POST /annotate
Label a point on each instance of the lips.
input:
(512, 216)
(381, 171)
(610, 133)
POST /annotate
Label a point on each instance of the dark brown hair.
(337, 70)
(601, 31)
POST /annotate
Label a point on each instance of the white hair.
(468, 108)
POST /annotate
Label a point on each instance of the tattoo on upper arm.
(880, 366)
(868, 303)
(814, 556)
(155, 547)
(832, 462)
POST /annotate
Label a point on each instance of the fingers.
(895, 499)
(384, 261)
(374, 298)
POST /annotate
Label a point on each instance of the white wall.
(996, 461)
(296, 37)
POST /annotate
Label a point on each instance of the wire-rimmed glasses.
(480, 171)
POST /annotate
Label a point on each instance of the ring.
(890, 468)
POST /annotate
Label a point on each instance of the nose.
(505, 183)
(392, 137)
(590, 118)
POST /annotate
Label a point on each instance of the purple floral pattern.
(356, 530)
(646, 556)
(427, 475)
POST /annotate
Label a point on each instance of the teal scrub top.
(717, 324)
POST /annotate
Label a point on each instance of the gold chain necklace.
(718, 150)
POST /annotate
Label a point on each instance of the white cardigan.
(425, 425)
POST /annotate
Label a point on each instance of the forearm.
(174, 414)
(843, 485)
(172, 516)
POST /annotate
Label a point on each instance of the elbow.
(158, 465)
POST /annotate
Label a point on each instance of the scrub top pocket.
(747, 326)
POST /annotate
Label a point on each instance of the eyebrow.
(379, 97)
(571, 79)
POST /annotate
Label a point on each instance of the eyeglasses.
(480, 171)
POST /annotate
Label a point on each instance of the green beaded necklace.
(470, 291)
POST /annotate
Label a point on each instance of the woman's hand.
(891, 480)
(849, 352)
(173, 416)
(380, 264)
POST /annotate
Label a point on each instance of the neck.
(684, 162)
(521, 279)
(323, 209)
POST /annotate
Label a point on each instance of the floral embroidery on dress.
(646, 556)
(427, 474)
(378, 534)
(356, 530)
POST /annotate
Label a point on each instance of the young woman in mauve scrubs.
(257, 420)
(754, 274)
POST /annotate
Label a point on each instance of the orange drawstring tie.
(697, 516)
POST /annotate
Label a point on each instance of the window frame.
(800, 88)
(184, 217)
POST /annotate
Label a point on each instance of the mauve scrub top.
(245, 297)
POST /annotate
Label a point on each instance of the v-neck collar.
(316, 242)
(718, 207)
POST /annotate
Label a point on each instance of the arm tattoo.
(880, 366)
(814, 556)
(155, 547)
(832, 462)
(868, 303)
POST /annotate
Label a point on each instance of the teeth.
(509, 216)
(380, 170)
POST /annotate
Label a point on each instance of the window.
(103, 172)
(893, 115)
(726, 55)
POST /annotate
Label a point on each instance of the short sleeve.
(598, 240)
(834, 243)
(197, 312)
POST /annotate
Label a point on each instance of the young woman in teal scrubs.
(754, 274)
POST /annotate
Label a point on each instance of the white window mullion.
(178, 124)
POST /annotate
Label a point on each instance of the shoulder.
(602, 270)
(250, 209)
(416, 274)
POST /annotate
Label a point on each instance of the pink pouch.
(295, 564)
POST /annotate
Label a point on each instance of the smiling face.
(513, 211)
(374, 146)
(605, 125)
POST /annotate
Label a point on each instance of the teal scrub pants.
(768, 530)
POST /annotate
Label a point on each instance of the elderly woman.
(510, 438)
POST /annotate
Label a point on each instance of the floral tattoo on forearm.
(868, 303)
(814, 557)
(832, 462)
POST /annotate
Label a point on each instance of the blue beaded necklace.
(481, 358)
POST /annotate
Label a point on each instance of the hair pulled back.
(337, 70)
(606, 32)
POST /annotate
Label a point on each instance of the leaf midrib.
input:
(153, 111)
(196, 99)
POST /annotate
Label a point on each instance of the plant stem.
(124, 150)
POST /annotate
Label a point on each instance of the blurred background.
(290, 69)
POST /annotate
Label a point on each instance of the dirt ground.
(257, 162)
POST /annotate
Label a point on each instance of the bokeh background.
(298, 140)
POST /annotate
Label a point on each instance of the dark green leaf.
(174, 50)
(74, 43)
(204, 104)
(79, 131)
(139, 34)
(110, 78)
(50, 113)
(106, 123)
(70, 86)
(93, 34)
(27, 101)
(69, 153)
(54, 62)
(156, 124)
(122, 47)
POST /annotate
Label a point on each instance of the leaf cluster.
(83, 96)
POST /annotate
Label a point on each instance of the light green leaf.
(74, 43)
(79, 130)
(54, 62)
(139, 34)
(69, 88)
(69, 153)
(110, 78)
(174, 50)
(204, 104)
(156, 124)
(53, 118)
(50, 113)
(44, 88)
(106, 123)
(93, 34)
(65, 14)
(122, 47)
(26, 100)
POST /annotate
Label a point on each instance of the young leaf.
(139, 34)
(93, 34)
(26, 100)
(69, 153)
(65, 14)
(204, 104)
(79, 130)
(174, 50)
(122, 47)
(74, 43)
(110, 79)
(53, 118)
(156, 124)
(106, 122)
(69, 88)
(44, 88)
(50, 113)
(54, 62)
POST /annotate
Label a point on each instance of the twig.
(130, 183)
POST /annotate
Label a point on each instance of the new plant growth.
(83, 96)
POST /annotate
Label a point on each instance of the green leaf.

━━━━━━━━

- **Goal of the exercise**
Which lines of the listing contain the string "scrubs"? Copy every one of them, treating uppercase and lowercase letters as different.

- **Task answer**
Label a point on each instance of the young woman in mauve scrubs.
Label a point on each instance of the young woman in teal scrubs.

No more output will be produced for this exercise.